PROBLEM REQUIREMENTS - Copy out every line of the records word for word, omitting the pictures.

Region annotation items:
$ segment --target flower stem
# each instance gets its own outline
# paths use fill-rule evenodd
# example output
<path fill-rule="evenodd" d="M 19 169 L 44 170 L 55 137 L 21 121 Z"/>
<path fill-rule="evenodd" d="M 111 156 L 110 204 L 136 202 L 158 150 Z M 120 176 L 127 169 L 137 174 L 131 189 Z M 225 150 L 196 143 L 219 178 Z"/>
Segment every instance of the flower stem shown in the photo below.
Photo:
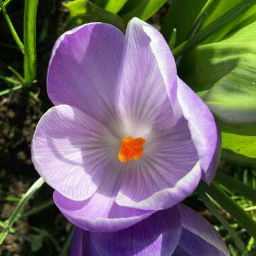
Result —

TASK ANSWER -
$ segment --target flower stem
# each instance gets its own outline
# paths use fill-rule evenodd
# example output
<path fill-rule="evenodd" d="M 19 169 L 44 170 L 55 137 L 21 121 Z"/>
<path fill-rule="evenodd" d="M 111 156 L 110 204 L 136 202 L 158 150 Z M 120 176 L 127 169 L 137 174 L 131 189 Z M 225 150 L 196 143 L 219 178 Z"/>
Segment every instance of the flower stem shown in the photo below.
Photo:
Result —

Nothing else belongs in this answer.